## start RECORDS FOR THE EXERCISE
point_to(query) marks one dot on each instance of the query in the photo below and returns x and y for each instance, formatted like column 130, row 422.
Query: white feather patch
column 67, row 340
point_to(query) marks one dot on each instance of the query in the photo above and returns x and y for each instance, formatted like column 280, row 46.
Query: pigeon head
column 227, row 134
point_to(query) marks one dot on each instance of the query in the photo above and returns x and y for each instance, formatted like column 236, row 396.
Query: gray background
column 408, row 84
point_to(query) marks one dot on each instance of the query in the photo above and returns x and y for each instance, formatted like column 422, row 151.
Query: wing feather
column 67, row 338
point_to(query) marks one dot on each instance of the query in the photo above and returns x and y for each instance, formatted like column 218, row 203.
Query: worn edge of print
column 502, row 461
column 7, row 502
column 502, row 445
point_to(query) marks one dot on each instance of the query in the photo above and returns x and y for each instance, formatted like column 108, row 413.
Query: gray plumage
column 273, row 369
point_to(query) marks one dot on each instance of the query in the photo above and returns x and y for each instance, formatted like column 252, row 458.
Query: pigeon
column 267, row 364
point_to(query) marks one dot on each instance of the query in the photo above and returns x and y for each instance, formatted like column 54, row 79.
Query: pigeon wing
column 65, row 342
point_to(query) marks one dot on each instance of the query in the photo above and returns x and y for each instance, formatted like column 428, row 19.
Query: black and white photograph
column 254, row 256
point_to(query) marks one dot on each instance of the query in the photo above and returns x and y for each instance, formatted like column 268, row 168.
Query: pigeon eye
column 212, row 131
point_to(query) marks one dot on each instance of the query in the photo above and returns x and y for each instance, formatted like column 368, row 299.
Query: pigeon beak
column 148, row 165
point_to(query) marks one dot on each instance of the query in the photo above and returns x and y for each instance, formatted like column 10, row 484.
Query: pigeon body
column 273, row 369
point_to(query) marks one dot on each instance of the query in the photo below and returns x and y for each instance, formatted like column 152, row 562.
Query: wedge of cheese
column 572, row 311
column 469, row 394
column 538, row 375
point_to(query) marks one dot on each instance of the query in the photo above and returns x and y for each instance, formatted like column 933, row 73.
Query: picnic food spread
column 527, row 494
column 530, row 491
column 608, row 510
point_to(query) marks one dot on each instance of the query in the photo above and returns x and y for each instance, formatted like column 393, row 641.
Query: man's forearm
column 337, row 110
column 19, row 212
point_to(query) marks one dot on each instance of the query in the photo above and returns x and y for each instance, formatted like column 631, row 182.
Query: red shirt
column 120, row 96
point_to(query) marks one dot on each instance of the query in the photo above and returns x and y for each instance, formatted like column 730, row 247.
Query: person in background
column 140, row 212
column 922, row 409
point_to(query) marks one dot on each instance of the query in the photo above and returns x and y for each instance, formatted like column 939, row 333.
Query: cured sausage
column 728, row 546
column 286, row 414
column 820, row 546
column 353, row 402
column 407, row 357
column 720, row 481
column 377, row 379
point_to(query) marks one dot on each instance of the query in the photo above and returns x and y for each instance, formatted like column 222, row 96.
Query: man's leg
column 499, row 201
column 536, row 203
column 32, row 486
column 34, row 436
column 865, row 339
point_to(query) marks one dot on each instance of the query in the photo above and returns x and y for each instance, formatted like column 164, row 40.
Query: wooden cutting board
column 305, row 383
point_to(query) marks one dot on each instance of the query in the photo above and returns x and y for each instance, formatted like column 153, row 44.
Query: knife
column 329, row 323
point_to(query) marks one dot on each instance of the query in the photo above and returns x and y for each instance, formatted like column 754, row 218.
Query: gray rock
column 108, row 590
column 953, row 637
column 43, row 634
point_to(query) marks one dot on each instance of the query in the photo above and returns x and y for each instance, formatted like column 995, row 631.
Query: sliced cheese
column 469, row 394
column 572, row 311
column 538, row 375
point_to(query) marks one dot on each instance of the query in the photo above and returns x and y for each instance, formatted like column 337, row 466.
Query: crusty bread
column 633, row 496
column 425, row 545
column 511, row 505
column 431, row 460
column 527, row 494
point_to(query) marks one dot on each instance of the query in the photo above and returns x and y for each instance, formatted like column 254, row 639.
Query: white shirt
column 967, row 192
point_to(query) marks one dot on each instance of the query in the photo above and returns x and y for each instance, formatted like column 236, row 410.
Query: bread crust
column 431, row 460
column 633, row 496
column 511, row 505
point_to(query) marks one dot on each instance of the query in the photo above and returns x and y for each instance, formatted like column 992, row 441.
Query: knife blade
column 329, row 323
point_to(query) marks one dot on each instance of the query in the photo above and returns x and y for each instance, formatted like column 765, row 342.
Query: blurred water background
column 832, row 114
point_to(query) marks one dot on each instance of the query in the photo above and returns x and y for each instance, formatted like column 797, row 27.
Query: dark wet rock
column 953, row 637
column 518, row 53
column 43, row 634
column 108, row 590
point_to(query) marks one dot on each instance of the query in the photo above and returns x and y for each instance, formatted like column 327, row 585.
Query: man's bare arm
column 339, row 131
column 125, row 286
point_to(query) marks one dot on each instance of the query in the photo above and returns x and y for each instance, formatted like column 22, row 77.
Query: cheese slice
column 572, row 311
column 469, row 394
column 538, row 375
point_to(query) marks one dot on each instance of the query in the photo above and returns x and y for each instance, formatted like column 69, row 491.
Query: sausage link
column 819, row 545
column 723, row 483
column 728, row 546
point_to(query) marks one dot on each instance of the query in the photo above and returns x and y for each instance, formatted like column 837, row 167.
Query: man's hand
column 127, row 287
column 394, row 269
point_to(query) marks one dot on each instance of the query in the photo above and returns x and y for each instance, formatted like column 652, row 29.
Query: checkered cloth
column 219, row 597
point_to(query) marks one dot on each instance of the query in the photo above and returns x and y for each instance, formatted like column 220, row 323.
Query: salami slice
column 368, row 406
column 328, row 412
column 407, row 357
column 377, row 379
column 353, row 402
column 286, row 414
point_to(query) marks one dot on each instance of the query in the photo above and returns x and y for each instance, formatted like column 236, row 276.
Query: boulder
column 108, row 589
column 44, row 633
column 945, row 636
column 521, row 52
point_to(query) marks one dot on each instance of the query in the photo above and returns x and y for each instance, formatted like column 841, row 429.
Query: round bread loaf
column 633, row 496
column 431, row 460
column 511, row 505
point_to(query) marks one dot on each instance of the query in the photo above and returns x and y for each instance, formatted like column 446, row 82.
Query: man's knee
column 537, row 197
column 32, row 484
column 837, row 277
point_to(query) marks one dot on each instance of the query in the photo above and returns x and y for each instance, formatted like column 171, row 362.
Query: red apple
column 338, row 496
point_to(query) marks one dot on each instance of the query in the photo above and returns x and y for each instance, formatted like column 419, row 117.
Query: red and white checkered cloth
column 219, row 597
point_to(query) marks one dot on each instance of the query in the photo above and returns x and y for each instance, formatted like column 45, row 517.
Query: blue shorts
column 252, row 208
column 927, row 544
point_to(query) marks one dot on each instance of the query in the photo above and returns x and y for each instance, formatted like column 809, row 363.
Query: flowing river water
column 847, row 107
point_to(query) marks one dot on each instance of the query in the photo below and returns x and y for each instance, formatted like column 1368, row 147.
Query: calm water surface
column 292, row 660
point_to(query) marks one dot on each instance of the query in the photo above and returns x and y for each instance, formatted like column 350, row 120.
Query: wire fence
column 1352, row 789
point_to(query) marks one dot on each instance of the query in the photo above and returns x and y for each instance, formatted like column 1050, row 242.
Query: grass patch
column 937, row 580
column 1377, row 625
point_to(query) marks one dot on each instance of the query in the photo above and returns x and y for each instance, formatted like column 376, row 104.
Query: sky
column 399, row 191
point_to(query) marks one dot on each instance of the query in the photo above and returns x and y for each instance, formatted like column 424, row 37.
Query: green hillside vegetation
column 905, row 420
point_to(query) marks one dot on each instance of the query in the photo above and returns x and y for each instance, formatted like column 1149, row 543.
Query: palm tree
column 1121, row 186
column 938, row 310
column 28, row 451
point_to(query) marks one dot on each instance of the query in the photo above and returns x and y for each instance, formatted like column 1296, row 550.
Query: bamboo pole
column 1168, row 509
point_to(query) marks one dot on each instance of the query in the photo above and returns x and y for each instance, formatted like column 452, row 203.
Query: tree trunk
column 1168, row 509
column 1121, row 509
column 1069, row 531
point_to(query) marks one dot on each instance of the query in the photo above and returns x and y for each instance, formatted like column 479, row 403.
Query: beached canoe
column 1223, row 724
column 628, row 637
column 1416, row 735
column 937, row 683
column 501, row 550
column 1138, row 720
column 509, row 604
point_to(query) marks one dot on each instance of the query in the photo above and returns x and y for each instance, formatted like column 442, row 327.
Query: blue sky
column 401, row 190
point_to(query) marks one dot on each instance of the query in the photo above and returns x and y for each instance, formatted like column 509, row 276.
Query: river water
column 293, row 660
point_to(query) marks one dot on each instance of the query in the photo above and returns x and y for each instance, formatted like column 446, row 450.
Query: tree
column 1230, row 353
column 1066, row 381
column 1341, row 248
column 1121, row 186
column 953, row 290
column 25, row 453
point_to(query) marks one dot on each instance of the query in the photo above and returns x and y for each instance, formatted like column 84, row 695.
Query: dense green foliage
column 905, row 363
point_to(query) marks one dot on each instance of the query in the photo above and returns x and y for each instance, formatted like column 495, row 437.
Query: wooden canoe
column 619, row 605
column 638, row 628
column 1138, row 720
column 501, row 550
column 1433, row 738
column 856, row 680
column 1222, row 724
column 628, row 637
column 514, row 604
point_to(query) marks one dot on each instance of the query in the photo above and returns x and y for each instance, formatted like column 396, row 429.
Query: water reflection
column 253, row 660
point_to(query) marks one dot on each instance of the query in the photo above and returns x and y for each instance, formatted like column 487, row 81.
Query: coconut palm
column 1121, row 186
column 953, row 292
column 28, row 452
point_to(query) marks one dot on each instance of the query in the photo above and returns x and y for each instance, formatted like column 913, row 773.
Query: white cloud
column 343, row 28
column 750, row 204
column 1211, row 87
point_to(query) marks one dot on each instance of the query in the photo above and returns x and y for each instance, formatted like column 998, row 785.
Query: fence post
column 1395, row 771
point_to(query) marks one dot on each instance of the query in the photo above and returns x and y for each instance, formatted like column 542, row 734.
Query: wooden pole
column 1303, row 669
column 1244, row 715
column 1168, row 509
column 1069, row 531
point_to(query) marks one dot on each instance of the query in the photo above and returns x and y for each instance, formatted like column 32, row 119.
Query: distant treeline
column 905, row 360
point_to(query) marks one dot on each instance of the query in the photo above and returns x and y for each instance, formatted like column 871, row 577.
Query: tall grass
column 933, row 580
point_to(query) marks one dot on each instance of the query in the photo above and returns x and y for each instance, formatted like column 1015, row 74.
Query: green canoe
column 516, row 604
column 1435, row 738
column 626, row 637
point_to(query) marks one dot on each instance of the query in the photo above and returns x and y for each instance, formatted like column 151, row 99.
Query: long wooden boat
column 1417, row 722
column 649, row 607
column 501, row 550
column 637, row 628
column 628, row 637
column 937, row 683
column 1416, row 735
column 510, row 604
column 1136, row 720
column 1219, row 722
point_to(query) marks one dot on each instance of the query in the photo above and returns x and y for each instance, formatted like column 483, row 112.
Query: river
## end RECORDS FOR THE EXERCISE
▶ **OBJECTIVE**: Reproduce the lines above verbatim, from the line with "1368, row 147." up to and including the line with "column 1377, row 625".

▶ **RESPONSE FOR THIS EXERCISE**:
point_to(query) marks one dot on each instance of the query in the photo below and returns x and y for each instance, formatted like column 1368, row 147.
Query: calm water surface
column 292, row 660
point_to(query) marks one dot on each instance of the query in the photo above and returns x and y for each instance, formatted like column 350, row 120.
Query: wire fence
column 1352, row 789
point_to(query) marks one dot on each instance of the query in the photo above and returns x and y for each instance, formatted like column 1050, row 242.
Query: grass patch
column 937, row 580
column 1377, row 625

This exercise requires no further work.